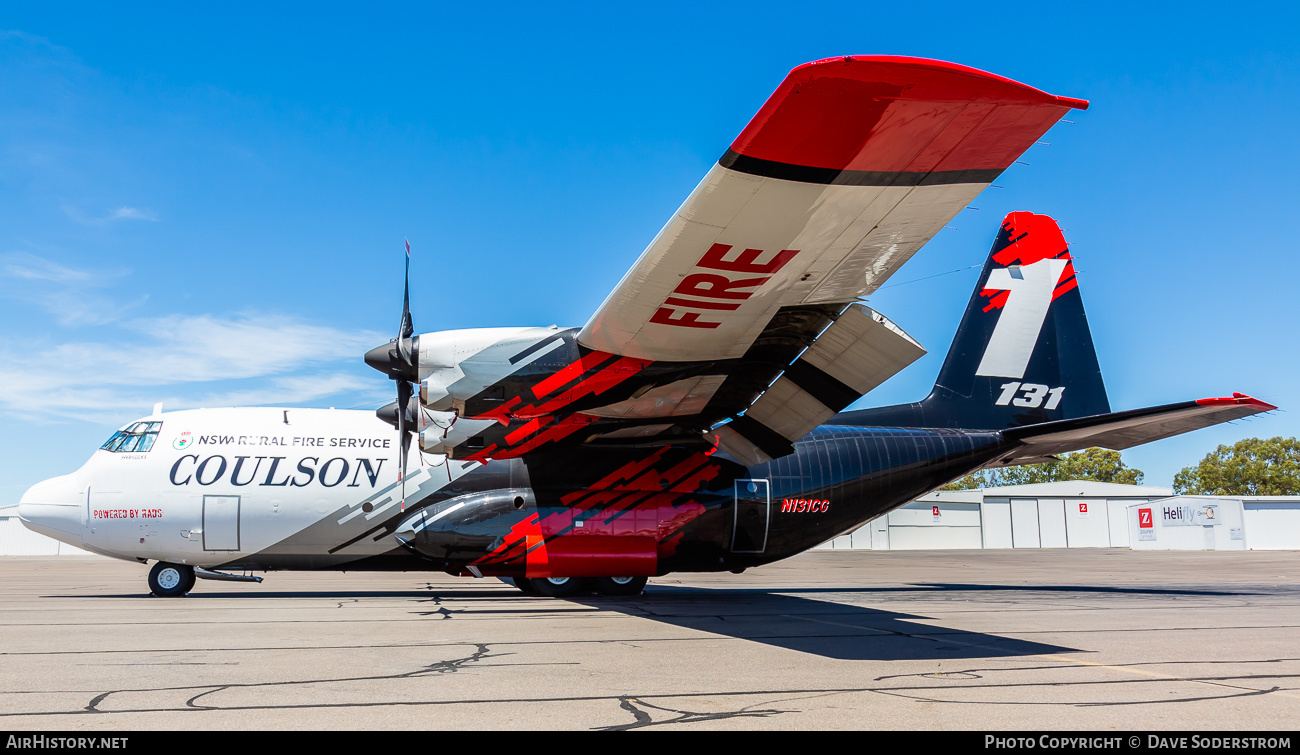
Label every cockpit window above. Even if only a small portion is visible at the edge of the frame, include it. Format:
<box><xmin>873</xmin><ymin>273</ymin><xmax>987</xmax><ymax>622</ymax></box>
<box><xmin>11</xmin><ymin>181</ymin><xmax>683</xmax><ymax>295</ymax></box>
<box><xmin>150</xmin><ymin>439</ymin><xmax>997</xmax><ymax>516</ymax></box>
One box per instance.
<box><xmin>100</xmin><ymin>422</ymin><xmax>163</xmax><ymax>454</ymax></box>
..........
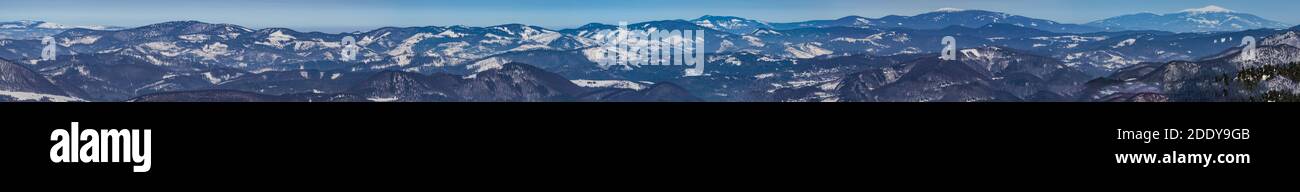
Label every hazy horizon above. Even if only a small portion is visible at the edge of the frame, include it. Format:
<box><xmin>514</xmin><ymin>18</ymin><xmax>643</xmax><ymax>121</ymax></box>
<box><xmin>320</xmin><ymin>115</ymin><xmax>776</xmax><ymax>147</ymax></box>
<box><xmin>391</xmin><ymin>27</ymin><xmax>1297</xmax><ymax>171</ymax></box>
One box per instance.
..........
**Task to complete**
Please count the lines of the records above that contain the word "Label", and give only that number.

**Reply**
2